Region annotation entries
.....

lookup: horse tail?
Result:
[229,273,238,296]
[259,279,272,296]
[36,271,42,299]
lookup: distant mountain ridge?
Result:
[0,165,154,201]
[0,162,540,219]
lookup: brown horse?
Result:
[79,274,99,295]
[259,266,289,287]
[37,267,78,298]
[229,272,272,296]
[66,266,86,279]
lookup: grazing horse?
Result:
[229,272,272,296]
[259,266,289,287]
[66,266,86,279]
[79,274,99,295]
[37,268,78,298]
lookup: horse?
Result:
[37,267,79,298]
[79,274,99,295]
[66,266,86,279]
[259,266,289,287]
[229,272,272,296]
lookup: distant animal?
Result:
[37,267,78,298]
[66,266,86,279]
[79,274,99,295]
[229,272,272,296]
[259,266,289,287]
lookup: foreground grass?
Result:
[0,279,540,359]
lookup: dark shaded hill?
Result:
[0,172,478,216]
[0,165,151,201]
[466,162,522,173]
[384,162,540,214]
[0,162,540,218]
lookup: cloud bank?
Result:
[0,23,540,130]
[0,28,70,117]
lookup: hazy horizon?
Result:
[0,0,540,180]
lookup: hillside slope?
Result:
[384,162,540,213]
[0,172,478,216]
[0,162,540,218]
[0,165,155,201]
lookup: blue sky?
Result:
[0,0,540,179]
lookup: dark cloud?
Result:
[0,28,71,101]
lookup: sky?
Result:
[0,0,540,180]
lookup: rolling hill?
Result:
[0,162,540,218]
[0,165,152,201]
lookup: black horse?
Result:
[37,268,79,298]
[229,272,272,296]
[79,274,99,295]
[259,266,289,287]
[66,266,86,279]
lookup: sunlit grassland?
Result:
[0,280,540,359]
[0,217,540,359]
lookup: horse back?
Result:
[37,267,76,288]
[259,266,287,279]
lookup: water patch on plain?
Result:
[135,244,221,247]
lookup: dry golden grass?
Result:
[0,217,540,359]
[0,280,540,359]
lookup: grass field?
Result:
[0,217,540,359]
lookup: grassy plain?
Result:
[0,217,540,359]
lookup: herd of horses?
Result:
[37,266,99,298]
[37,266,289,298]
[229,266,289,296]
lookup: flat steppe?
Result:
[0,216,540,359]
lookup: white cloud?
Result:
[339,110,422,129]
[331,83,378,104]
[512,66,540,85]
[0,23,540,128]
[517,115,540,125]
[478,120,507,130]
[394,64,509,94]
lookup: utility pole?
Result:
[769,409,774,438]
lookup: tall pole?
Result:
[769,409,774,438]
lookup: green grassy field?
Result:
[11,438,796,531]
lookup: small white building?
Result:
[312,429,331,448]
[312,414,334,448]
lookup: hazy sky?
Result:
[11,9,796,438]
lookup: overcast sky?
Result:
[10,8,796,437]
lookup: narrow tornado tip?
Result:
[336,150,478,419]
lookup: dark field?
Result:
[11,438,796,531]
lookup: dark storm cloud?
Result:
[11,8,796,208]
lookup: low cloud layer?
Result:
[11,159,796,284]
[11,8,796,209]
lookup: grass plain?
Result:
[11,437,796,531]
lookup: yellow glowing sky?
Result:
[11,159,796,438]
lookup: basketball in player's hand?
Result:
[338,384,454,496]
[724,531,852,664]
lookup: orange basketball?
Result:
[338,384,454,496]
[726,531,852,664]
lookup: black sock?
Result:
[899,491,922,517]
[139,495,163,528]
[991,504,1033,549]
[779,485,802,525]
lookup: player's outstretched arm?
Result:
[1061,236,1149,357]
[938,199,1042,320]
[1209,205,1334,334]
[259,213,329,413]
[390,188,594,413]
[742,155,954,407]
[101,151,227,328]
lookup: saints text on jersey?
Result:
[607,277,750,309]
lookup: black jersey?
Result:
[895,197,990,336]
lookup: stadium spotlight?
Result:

.....

| WHAT TO PRODUCE |
Copy the listing above word for word, line by line, from the first entry through the last.

| ANSWER TO THE TASK |
lookup: horse tail?
Result:
[229,273,238,296]
[259,279,272,296]
[36,271,42,299]
lookup: distant mountain ridge?
Result:
[0,165,154,201]
[0,162,540,219]
lookup: brown horse?
Result:
[79,274,99,295]
[259,266,289,287]
[37,267,78,298]
[229,272,272,296]
[66,266,86,279]
lookup: grazing horse?
Result:
[229,272,272,296]
[259,266,289,287]
[66,266,86,279]
[79,274,99,295]
[37,268,78,298]
lookup: horse?
Result:
[37,267,79,298]
[79,274,99,295]
[66,266,86,279]
[259,266,289,287]
[229,272,272,296]
lookup: distant animal?
Result:
[37,267,78,298]
[66,266,86,279]
[79,274,99,295]
[229,272,272,296]
[259,266,289,287]
lookup: foreground grass?
Result:
[0,279,540,359]
lookup: dark shaded hill?
Result:
[0,172,478,216]
[0,165,151,201]
[466,162,522,173]
[384,162,540,214]
[0,162,540,218]
lookup: cloud bank?
Result:
[0,23,540,130]
[0,28,70,117]
lookup: hazy horizon?
Result:
[0,0,540,180]
lookup: hillside slope?
Result:
[384,162,540,213]
[0,172,478,216]
[0,162,540,218]
[0,165,155,201]
lookup: blue sky?
Result:
[0,0,540,179]
lookup: dark cloud?
Result:
[0,28,71,101]
lookup: sky?
Result:
[0,0,540,180]
lookup: rolling hill?
Result:
[0,162,540,218]
[0,165,152,201]
lookup: black horse?
Result:
[37,268,79,298]
[229,272,272,296]
[79,274,99,295]
[259,266,289,287]
[66,266,86,279]
lookup: sunlit grassland?
Result:
[0,280,540,359]
[0,217,540,359]
lookup: horse back?
Result:
[37,267,76,288]
[259,266,287,279]
lookup: water patch on plain?
Result:
[135,244,221,247]
lookup: dry golden grass?
Result:
[0,217,540,359]
[0,280,540,359]
lookup: grass field?
Result:
[0,217,540,359]
lookup: grassy plain?
Result:
[0,217,540,359]
lookup: herd of horses?
Result:
[37,266,99,298]
[37,266,289,298]
[229,266,289,296]
lookup: flat steppe?
Result:
[0,216,540,359]
lookup: white cloud?
Result:
[339,110,422,129]
[331,83,378,104]
[512,66,540,85]
[0,23,540,128]
[517,115,540,125]
[478,120,507,130]
[394,64,509,94]
lookup: utility pole?
Result:
[769,409,774,438]
lookup: tall pole?
Result:
[769,409,774,438]
lookup: green grassy field?
Result:
[11,438,796,531]
lookup: small white building?
Result:
[312,429,331,448]
[312,414,334,448]
lookup: hazy sky?
Result:
[11,9,796,438]
lookup: overcast sky?
Result:
[10,8,796,437]
lookup: narrow tornado tip?
Result:
[336,150,478,419]
lookup: dark field?
Result:
[11,438,796,531]
lookup: dark storm cloud?
Result:
[11,8,796,208]
lookup: low cloud layer?
Result:
[11,159,796,284]
[11,8,796,209]
lookup: grass plain?
Result:
[11,437,796,531]
lookup: yellow glowing sky?
Result:
[11,159,796,438]
lookup: basketball in player's hand?
Result:
[338,384,454,496]
[724,531,852,664]
lookup: orange basketball?
Result:
[338,384,454,496]
[726,531,852,664]
lookup: black sock?
Result:
[899,491,922,517]
[139,495,163,528]
[991,504,1033,549]
[779,485,802,525]
lookup: player's outstretched arm?
Result:
[1061,236,1149,357]
[938,199,1042,320]
[1209,205,1334,334]
[259,213,329,413]
[390,188,594,413]
[742,155,954,407]
[101,151,227,328]
lookup: saints text on jersey?
Result:
[607,277,750,309]
lookup: black jersey?
Result:
[895,197,990,336]
lookup: stadium spotlight?
Result:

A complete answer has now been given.